** START OF Data extract **
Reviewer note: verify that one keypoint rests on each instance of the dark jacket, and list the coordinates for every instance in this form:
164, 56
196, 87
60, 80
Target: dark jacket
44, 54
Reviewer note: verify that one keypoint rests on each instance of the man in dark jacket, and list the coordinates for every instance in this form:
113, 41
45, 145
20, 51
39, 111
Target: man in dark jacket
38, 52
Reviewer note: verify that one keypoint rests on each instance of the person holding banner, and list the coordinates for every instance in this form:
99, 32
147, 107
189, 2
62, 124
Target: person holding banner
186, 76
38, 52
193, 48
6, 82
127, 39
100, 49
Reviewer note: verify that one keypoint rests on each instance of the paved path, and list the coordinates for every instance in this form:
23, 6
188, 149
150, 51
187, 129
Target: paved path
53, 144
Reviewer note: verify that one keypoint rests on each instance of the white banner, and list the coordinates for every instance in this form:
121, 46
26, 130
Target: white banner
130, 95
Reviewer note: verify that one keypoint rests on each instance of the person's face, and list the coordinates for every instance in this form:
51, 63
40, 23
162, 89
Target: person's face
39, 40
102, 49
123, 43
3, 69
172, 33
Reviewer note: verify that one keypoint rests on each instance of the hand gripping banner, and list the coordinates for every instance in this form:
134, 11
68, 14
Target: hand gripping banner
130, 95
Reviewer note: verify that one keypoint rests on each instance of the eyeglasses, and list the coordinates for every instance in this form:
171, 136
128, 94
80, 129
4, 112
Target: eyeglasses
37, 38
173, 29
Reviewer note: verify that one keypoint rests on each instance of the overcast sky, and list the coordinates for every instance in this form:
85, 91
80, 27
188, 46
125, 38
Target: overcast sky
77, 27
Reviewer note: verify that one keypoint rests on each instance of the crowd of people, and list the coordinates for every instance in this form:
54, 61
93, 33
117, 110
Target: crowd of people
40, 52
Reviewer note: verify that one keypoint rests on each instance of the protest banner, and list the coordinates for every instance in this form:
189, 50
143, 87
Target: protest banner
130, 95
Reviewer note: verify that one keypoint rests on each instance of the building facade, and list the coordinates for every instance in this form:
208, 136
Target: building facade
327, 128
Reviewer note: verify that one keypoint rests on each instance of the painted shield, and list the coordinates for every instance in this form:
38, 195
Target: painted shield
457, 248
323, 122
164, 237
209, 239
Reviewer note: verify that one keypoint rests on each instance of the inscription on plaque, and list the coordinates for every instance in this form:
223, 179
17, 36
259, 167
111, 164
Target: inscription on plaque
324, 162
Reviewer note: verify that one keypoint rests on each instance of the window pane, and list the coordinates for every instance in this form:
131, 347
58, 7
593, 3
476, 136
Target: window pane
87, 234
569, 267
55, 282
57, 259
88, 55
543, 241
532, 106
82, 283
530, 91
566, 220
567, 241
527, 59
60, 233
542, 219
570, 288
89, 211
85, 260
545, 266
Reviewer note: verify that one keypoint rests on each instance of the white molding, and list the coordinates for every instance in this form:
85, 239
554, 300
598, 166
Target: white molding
** END OF Data extract **
Print from the line containing "of the inscription" to the last line above, exactly as written.

● Task answer:
Reviewer note: verify that one keypoint rests on each instance of the inscription on plaque, and list the coordinates for every instance in this form:
223, 179
17, 36
259, 167
111, 164
Target: inscription on plaque
324, 162
Reviewer note: verify that one keypoint rests on each instance of the window pane, and list the coordinates for every instance in this form:
131, 347
58, 7
593, 3
476, 136
Target: window pane
87, 234
569, 267
55, 282
57, 259
88, 55
543, 241
532, 106
82, 283
530, 91
566, 220
567, 241
527, 59
60, 233
542, 219
570, 288
89, 211
85, 260
545, 266
Reviewer note: verify that one keypoint rests on each instance of the white molding, and list the coordinates for every instance in this form:
85, 239
554, 300
598, 166
Target: white molding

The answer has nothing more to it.